=== Section Start ===

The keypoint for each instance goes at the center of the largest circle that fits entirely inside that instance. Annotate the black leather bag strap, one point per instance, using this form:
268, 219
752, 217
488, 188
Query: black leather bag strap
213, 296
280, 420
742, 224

=== Section End ===
=== Section Start ===

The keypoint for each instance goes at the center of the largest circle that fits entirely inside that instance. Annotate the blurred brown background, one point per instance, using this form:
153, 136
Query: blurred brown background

=== Section End ===

- Problem statement -
Take each line of the material above that holds the string "background" and copy it.

- Exercise output -
The keypoint for each instance goes at the center of the largest circle that fits entirely inside that instance. Annotate the blurred brown background, one point per instance, using this form:
Query: blurred brown background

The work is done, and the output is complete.